Source document
|
|
|
|
|
|
|
|
|
Date: |
1995-12-28 |
From: |
Paul |
Subject: |
Alexander Algorithm |
I'd like to request that the Alexander algorithmist put his thinking
cap on and consider an adjustment or clarification to the world
generation algorithm. The part that bothers me is the allocation of the
temporary sparklist array. A quick review of the use of the sparklist
(this is from 1+ year old memory, and may be a bit faulty):
The list gets "seeded" with a few random sparks.
Loop until the sparklist is empty:
A random spark is removed from the list and its nearest eight neighbors
on the map get inspected. If unassigned, they are assigned and added to
the sparklist.
So how big does the sparklist get? No larger than the number of cells
in the world, I guess, but that's a pretty big number (we looked at
this briefly a few years back, but didn't come up with anything
definite). The sparklist is actually a structure containing (x,y)
pairs, so there are two integers per entry. One could also redundantly
store the terrain type here, but I chose to not do this - my algorithm
takes the (x,y) pair and looks up the terrain type on the world map.

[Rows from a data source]
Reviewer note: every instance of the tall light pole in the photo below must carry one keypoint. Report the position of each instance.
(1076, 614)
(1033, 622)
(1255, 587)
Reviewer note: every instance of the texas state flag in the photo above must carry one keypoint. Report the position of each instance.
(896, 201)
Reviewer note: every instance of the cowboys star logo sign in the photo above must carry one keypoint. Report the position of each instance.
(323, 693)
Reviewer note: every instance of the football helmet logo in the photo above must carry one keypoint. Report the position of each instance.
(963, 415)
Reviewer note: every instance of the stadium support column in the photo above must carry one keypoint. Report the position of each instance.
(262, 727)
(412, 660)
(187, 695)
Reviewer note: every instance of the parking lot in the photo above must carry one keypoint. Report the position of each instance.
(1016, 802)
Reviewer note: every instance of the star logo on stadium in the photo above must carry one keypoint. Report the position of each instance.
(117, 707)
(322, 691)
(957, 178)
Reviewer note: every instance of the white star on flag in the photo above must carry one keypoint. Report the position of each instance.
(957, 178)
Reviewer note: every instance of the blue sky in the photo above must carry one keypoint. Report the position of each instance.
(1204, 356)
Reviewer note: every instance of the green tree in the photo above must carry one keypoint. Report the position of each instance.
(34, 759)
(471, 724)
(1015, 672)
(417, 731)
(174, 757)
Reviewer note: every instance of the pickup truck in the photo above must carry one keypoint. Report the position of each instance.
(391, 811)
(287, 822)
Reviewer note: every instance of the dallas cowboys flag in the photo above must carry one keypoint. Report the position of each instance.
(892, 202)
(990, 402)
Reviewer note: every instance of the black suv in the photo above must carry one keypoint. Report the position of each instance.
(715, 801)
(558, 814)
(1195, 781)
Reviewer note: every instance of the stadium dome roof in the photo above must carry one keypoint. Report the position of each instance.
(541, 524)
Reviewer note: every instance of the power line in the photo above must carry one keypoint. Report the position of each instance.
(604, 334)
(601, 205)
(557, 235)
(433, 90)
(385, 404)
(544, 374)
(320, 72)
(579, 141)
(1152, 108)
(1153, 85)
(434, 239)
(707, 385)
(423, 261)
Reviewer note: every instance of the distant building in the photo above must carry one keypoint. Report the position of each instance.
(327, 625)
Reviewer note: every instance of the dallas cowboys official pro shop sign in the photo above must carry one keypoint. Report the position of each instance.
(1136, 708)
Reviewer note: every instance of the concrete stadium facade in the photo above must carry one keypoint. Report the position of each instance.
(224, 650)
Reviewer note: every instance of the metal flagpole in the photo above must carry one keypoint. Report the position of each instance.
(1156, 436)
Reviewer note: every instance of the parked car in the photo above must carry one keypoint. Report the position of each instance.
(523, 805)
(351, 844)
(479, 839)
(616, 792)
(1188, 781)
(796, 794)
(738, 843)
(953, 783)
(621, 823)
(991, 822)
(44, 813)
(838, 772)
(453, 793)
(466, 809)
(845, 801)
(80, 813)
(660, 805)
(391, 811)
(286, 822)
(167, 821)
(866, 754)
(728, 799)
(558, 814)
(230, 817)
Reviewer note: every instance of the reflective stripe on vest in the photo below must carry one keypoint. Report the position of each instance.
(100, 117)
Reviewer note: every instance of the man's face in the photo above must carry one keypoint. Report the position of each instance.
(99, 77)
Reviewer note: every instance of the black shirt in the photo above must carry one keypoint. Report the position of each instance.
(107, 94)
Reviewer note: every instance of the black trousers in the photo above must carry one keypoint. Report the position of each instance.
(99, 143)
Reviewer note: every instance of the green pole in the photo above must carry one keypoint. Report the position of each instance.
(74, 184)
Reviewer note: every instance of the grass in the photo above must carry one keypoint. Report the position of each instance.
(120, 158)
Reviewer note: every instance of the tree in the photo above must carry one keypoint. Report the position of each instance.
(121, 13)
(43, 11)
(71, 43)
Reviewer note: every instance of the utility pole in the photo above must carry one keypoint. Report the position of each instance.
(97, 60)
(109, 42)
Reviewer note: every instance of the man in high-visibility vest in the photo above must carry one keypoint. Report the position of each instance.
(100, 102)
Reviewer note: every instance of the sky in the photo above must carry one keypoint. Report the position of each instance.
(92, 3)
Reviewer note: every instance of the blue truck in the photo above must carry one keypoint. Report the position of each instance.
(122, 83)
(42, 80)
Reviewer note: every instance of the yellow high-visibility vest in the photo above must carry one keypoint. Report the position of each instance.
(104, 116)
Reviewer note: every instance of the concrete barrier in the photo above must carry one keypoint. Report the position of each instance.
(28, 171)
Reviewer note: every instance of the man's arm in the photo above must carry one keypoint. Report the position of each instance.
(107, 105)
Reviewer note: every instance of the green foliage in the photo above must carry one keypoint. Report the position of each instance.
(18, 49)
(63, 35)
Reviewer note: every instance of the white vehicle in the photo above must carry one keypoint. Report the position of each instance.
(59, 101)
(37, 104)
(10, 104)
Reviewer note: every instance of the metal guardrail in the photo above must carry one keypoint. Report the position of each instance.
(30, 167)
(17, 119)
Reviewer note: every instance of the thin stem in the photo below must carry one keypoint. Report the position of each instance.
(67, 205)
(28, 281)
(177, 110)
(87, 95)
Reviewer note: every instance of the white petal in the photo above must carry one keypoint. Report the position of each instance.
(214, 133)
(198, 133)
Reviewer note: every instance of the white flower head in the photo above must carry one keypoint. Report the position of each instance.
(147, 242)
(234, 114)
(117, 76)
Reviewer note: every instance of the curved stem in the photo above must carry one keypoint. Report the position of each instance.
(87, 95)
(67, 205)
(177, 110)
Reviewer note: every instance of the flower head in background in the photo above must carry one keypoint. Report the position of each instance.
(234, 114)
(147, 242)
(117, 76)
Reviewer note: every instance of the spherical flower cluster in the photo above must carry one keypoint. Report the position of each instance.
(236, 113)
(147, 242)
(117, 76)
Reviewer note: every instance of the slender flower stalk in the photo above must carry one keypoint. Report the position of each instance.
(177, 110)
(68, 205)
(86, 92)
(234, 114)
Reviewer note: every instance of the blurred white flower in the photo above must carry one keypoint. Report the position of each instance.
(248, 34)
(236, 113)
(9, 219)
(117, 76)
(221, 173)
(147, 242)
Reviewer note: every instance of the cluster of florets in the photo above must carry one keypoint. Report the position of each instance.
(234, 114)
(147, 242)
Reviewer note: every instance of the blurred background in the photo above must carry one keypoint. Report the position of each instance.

Requirement A
In the Alexander algorithm message, what does each entry in the sparklist structure contain?
Requirement B
Turn the paragraph of the Alexander algorithm message that begins "So how big does the sparklist get?" into a short bulleted list of its main facts.
Answer using only the Alexander algorithm message.

Worked solution A
An (x,y) pair, which is two integers per entry.

Worked solution B
- The sparklist presumably grows no larger than the number of cells in the world, but that is a very large number.
- A brief look at the question a few years earlier produced nothing definite.
- The sparklist is a structure of (x,y) pairs, two integers per entry.
- The terrain type could also be stored there redundantly, but the writer chose not to.
- Instead, the writer's algorithm uses the (x,y) pair to look up the terrain type on the world map.